Source extract |
>>>

Opinion issued April 24, 2003
In The
Court of Appeals
For The
First District of Texas
NO. 01-02-00913-CV
WILLIAMS INDUSTRIES, INC., Appellant
V.
EARTH DEVELOPMENT SYSTEMS CORP., Appellee
On Appeal from the 215th District Court
Harris County, Texas
Trial Court Cause No. 2001-03961
O P I N I O N
Appellant, Williams Industries, Inc. (“Williams”), takes this interlocutory appeal from the denial of its application to compel arbitration and to stay proceedings. See Tex. Civ. Prac. & Rem. Code Ann. § 171.098(a)(1) (Vernon Supp. 2003) (authorizing such interlocutory appeal). We determine (1) whether Williams showed that the claims that it sought to arbitrate fell within the scope of two arbitration agreements and (2) whether appellee, Earth Development Systems Corp. (“EDS”), showed that Williams waived the right to arbitrate those claims. We reverse the judgment and remand the cause with instructions.
Background
Williams was the general contractor in separate jobs for the construction of a Wal-Mart store (“the Wal-Mart job”) and an Albertsons grocery store (“the Albertsons job”) in Texas. Williams subcontracted with EDS to assist in both jobs. Each subcontract contained an identical arbitration provision.
Disputes arose from the construction jobs. On January 24, 2001, EDS sued Williams, three of Williams’s employees at the Wal-Mart job, and three other individuals or entities. EDS alleged that Williams had breached the Wal-Mart job subcontract. EDS also alleged that Williams and its three employees had tortiously interfered with EDS’s contract with another entity at that job. On June 27, 2001, Williams filed a cross-petition against three co-defendants, seeking indemnity or contribution from them. On January 10, 2002, EDS amended its petition to add two more defendants, to expand its contract-breach claim against Williams to include the Albertsons job subcontract, and to add a claim for fraud and negligent misrepresentation against Williams and its three employees. On July 24, 2002, EDS supplemented its petition to allege that Williams had fraudulently concealed the existence of a surety and of two bonds issued by that surety and that Williams and the surety had failed to execute one bond properly.

<<<

Material provided |
>>>

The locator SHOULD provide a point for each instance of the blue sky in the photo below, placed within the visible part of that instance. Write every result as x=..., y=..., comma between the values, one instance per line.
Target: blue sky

<<<

To be done |
a - According to the court opinion, on what date did EDS first file suit against Williams?
b - From the court opinion, print the passage between "Opinion issued April" and "cause with instructions.", inclusive.

Results of the tasks |
a - January 24, 2001

b -
Opinion issued April 24, 2003
In The
Court of Appeals
For The
First District of Texas
NO. 01-02-00913-CV
WILLIAMS INDUSTRIES, INC., Appellant
V.
EARTH DEVELOPMENT SYSTEMS CORP., Appellee
On Appeal from the 215th District Court
Harris County, Texas
Trial Court Cause No. 2001-03961
O P I N I O N
Appellant, Williams Industries, Inc. (“Williams”), takes this interlocutory appeal from the denial of its application to compel arbitration and to stay proceedings. See Tex. Civ. Prac. & Rem. Code Ann. § 171.098(a)(1) (Vernon Supp. 2003) (authorizing such interlocutory appeal). We determine (1) whether Williams showed that the claims that it sought to arbitrate fell within the scope of two arbitration agreements and (2) whether appellee, Earth Development Systems Corp. (“EDS”), showed that Williams waived the right to arbitrate those claims. We reverse the judgment and remand the cause with instructions.